→ Problem:
Your reply should be a faithful copy of the records below, free of pictures.

--- Data extracts ---

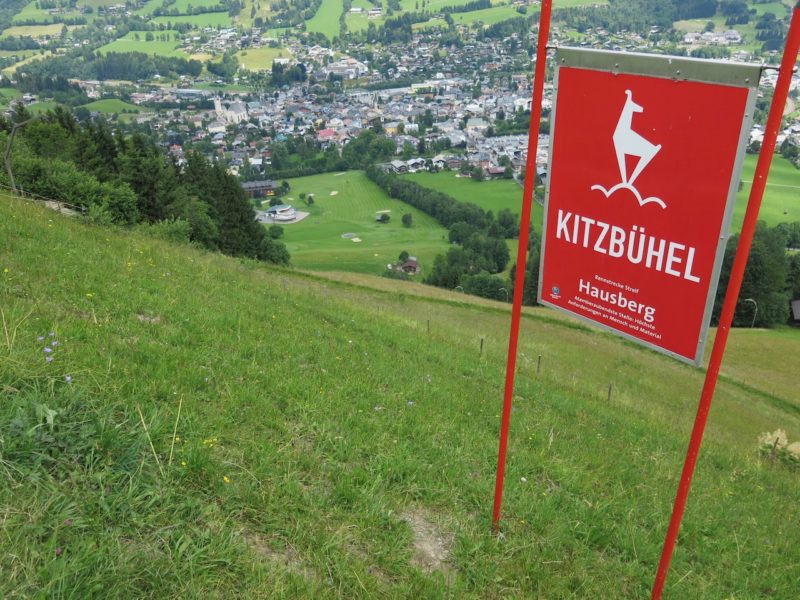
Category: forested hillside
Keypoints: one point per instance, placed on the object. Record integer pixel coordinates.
(127, 180)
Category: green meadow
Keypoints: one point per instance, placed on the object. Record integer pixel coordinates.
(112, 105)
(212, 427)
(781, 203)
(260, 59)
(218, 19)
(33, 13)
(348, 204)
(492, 195)
(35, 31)
(8, 95)
(577, 3)
(326, 19)
(33, 57)
(130, 43)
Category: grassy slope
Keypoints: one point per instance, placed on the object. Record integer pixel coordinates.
(315, 415)
(129, 43)
(260, 59)
(218, 19)
(326, 19)
(112, 105)
(489, 195)
(780, 204)
(317, 243)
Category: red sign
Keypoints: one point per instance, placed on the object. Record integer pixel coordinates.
(642, 179)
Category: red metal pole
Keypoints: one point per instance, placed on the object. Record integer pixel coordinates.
(732, 294)
(522, 250)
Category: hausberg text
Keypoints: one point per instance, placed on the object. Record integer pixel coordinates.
(634, 245)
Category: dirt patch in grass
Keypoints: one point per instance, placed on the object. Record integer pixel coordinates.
(286, 558)
(431, 545)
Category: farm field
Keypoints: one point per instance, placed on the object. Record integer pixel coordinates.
(431, 5)
(129, 43)
(217, 19)
(781, 203)
(112, 106)
(31, 13)
(326, 20)
(487, 16)
(8, 95)
(41, 107)
(262, 10)
(577, 3)
(316, 242)
(258, 432)
(183, 6)
(489, 195)
(29, 59)
(34, 31)
(260, 59)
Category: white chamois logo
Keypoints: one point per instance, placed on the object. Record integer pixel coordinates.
(629, 143)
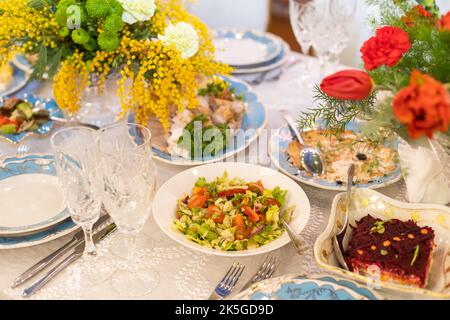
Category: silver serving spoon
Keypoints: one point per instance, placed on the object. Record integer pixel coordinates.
(297, 240)
(40, 107)
(341, 237)
(310, 158)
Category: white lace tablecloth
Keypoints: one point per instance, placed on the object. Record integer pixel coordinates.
(184, 274)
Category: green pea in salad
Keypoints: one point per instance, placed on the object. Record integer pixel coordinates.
(232, 214)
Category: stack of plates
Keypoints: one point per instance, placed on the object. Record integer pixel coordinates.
(33, 209)
(251, 53)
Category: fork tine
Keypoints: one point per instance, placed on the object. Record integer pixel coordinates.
(228, 272)
(242, 267)
(272, 270)
(232, 276)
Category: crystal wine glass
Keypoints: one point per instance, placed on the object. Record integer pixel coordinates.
(301, 22)
(331, 20)
(130, 185)
(79, 172)
(130, 181)
(124, 138)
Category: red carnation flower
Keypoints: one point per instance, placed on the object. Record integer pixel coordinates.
(423, 106)
(444, 22)
(348, 85)
(416, 13)
(387, 47)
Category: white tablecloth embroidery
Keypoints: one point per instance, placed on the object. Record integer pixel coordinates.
(184, 274)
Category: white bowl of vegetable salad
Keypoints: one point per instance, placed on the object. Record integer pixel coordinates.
(230, 209)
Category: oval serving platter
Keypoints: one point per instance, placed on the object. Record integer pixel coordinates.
(45, 128)
(255, 120)
(311, 287)
(278, 145)
(246, 48)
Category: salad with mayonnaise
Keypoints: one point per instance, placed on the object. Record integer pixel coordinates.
(232, 214)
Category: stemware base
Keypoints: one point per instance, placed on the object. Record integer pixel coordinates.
(95, 270)
(133, 284)
(120, 247)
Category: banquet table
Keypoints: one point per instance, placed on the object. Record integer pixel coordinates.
(183, 273)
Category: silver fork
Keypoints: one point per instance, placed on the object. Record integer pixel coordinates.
(266, 271)
(22, 150)
(228, 282)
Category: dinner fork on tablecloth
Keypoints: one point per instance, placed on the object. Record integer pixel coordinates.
(228, 282)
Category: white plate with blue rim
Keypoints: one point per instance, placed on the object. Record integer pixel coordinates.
(23, 63)
(278, 146)
(311, 287)
(272, 65)
(255, 120)
(31, 197)
(246, 48)
(45, 128)
(19, 80)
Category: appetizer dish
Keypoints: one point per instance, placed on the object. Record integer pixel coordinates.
(232, 214)
(220, 112)
(373, 159)
(17, 116)
(6, 76)
(402, 251)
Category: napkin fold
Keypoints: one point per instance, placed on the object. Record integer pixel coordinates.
(424, 175)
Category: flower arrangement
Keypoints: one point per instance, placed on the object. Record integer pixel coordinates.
(158, 50)
(405, 86)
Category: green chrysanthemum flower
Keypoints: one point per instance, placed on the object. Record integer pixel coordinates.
(112, 24)
(66, 3)
(116, 8)
(80, 36)
(108, 42)
(64, 32)
(91, 45)
(98, 8)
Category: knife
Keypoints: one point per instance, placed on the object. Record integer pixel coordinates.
(41, 265)
(75, 255)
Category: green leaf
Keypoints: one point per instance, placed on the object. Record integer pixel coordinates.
(41, 63)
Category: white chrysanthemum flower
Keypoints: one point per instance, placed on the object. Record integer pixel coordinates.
(184, 37)
(137, 10)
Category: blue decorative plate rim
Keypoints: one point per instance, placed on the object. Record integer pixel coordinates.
(308, 287)
(269, 66)
(20, 80)
(60, 230)
(29, 164)
(256, 112)
(346, 283)
(43, 129)
(283, 137)
(273, 43)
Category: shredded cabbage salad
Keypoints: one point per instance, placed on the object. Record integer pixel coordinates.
(232, 214)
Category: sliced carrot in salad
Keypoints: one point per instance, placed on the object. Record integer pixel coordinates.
(249, 212)
(198, 201)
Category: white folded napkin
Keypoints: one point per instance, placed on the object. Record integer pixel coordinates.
(424, 175)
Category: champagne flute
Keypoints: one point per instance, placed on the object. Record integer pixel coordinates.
(129, 189)
(300, 14)
(78, 169)
(124, 138)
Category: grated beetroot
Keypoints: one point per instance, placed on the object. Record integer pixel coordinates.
(402, 250)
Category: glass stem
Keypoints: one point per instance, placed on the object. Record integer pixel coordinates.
(89, 249)
(322, 68)
(131, 244)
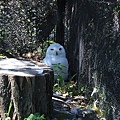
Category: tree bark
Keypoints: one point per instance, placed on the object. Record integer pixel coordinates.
(29, 90)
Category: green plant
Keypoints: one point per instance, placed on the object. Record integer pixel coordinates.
(35, 116)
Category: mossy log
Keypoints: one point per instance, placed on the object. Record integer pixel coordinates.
(27, 85)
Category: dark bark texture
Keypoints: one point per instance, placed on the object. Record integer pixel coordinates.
(93, 51)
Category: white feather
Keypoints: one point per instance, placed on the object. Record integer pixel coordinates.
(56, 56)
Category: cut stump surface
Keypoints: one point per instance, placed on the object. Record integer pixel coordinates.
(27, 85)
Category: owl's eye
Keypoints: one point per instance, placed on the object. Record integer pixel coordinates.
(60, 48)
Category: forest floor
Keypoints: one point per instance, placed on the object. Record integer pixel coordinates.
(69, 107)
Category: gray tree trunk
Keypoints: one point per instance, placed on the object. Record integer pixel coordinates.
(27, 85)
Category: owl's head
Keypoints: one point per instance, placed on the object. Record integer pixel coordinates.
(55, 50)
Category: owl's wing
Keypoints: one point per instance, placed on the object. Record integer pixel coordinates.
(47, 61)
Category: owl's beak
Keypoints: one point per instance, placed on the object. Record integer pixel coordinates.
(56, 53)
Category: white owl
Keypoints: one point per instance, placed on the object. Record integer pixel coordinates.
(56, 59)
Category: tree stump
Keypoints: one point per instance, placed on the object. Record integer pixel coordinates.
(27, 85)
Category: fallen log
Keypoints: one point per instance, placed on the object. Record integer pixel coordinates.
(27, 85)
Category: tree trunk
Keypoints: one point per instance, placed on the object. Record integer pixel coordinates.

---

→ Answer box:
Category: forested hillside
Keypoints: one point per instance, placed on the object. Record integer pixel coordinates.
(127, 180)
Category: green meadow
Keypoints: one point per instance, placed on the object. Record integer pixel coordinates.
(112, 105)
(212, 427)
(781, 203)
(260, 59)
(218, 19)
(33, 13)
(348, 204)
(492, 195)
(35, 31)
(8, 95)
(577, 3)
(326, 19)
(33, 57)
(130, 43)
Category: grassy slope
Keypoints: one point per instance, placed on the object. Record integer pixel coordinates.
(315, 415)
(129, 43)
(260, 59)
(218, 19)
(326, 19)
(112, 105)
(489, 195)
(780, 204)
(317, 243)
Category: red sign
Keypoints: one point per instance, placed on the object. Record integer pixel coordinates.
(642, 179)
Category: red metal pole
Keypoints: one point per instance, placed on the object. Record integer pixel coordinates.
(732, 294)
(522, 250)
Category: hausberg text
Keypoints: one point per instance, placed on the object. Record integer pixel coordinates.
(634, 245)
Category: dirt patch in grass
Keypoints: one point per instance, placed on the object. Record integer pixel coordinates.
(286, 558)
(431, 545)
Category: farm field
Keypoints: one point per instance, placed on the object. Record integer pixel coordinates.
(431, 5)
(129, 43)
(217, 19)
(781, 203)
(112, 106)
(31, 13)
(326, 20)
(487, 16)
(8, 95)
(41, 107)
(262, 10)
(577, 3)
(316, 242)
(258, 432)
(183, 6)
(489, 195)
(29, 59)
(34, 31)
(260, 59)
Category: white chamois logo
Keypoints: one point per instance, placed on the object. Record integer pixel coordinates.
(629, 143)
Category: silver serving spoon
Keypoints: one point per instance, placed on the object. Record integer pixel coordinates.
(297, 240)
(40, 107)
(341, 237)
(310, 158)
Category: white lace tablecloth
Keypoints: one point per instance, placed on the object. Record integer pixel coordinates.
(184, 274)
Category: green pea in salad
Keypoints: one point per instance, placed on the object. Record integer pixel coordinates.
(232, 214)
Category: stack of plates
Keypoints: one point per instance, placed on the object. Record integer pixel coordinates.
(33, 209)
(251, 53)
Category: fork tine
Keypoints: one point per instance, placed on the object. Record integer pixel coordinates.
(228, 272)
(242, 267)
(272, 270)
(232, 276)
Category: crystal wine glass
Keypoints: one point per instance, placed on the object. Record integer pixel coordinates.
(301, 22)
(331, 20)
(130, 185)
(79, 172)
(130, 181)
(124, 138)
Category: red carnation flower
Keypoints: one point per instance, placed on the object. Record integer pixel coordinates.
(423, 106)
(444, 22)
(348, 85)
(416, 13)
(387, 47)
Category: white tablecloth embroidery
Keypoints: one point per instance, placed on the object. Record integer pixel coordinates.
(184, 274)
Category: white bowl of vegetable salad
Keypoints: one point per instance, placed on the object. Record integer pixel coordinates.
(230, 209)
Category: oval serving platter
Keypoints: one point per instance, placed on the object. Record integer pixel coordinates.
(45, 128)
(255, 120)
(311, 287)
(278, 145)
(246, 48)
Category: salad with mayonnaise
Keypoints: one point per instance, placed on the object. Record integer pixel coordinates.
(232, 214)
Category: stemware base
Keypoints: one point per instance, placed on the object. Record integer pixel coordinates.
(95, 270)
(133, 284)
(120, 247)
Category: banquet table
Keypoints: one point per instance, placed on the object. Record integer pixel coordinates.
(183, 273)
Category: silver fork
Keypoints: one point per instance, placed on the object. Record integer pixel coordinates.
(266, 271)
(22, 150)
(228, 282)
Category: dinner fork on tablecloth
Keypoints: one point per instance, placed on the object. Record integer pixel coordinates.
(228, 282)
Category: white plate with blue rim
Keypoints: one point per instance, placed on the object. Record integer pixel coordinates.
(23, 63)
(278, 146)
(311, 287)
(272, 65)
(255, 120)
(31, 197)
(246, 48)
(45, 128)
(19, 80)
Category: appetizer dish
Keypoints: one point per instance, placed on the object. Record integer pixel coordinates.
(232, 214)
(220, 112)
(373, 159)
(17, 116)
(6, 76)
(402, 251)
Category: napkin fold
Keypoints: one point per instance, placed on the object. Record integer pixel coordinates.
(424, 175)
Category: flower arrangement
Keypoints: one point per instance, placed on the object. Record integer pixel coordinates.
(158, 50)
(405, 86)
Category: green chrysanthemum flower
Keypoints: one point per instance, placed on the object. Record integer pixel coordinates.
(112, 24)
(66, 3)
(116, 8)
(80, 36)
(108, 42)
(64, 32)
(91, 45)
(98, 8)
Category: knife
Keypoints: one point per instance, placed on the object. Record integer pixel coordinates.
(41, 265)
(75, 255)
Category: green leaf
Keypoints: one point per instance, placed on the object. Record integer pixel coordinates.
(41, 63)
Category: white chrysanthemum flower
Keypoints: one point per instance, placed on the object. Record integer pixel coordinates.
(184, 37)
(137, 10)
Category: blue decorative plate rim
Keypoints: one point per instance, placed on the object. Record integer pixel coordinates.
(308, 287)
(269, 66)
(20, 80)
(60, 230)
(29, 164)
(256, 112)
(346, 283)
(43, 129)
(283, 137)
(273, 43)
Category: shredded cabbage salad
Keypoints: one point per instance, placed on the object. Record integer pixel coordinates.
(232, 214)
Category: sliced carrot in salad
Keypoints: one point per instance, placed on the object. Record integer pixel coordinates.
(249, 212)
(198, 201)
Category: white folded napkin
Keypoints: one point per instance, placed on the object. Record integer pixel coordinates.
(424, 175)
Category: champagne flute
Keypoints: one point per instance, placed on the object. Record integer pixel coordinates.
(129, 189)
(300, 14)
(78, 169)
(124, 138)
Category: grated beetroot
Keypoints: one point per instance, placed on the object. Record integer pixel coordinates.
(402, 250)
Category: glass stem
Keypoints: one point per instance, placed on the object. Record integer pixel coordinates.
(89, 249)
(322, 68)
(131, 244)
Category: tree bark
Keypoints: one point per instance, placed on the object. Record integer pixel coordinates.
(29, 90)
Category: green plant
Keypoints: one point per instance, placed on the object. Record integer pixel coordinates.
(35, 116)
Category: mossy log
Keypoints: one point per instance, placed on the object. Record integer pixel coordinates.
(27, 85)
Category: dark bark texture
Keypoints: one point per instance, placed on the object. Record integer pixel coordinates.
(93, 51)
Category: white feather
Keypoints: one point per instance, placed on the object. Record integer pixel coordinates.
(56, 56)
Category: cut stump surface
Keypoints: one point per instance, placed on the object. Record integer pixel coordinates.
(27, 85)
Category: owl's eye
Keypoints: one point per instance, placed on the object. Record integer pixel coordinates.
(60, 48)
Category: forest floor
Keypoints: one point per instance, placed on the object. Record integer pixel coordinates.
(69, 107)
Category: gray tree trunk
Keypoints: one point per instance, placed on the object. Record integer pixel coordinates.
(27, 85)
Category: owl's head
Keypoints: one point per instance, placed on the object. Record integer pixel coordinates.
(55, 50)
Category: owl's wing
Keypoints: one point per instance, placed on the object. Record integer pixel coordinates.
(47, 61)
Category: owl's beak
Keypoints: one point per instance, placed on the object. Record integer pixel coordinates.
(56, 53)
Category: white owl
Keypoints: one point per instance, placed on the object. Record integer pixel coordinates.
(56, 59)
Category: tree stump
Keypoints: one point per instance, placed on the object. Record integer pixel coordinates.
(27, 85)
Category: fallen log
Keypoints: one point per instance, placed on the object. Record integer pixel coordinates.
(27, 85)
Category: tree trunk
Keypoints: one point per instance, placed on the object. Record integer pixel coordinates.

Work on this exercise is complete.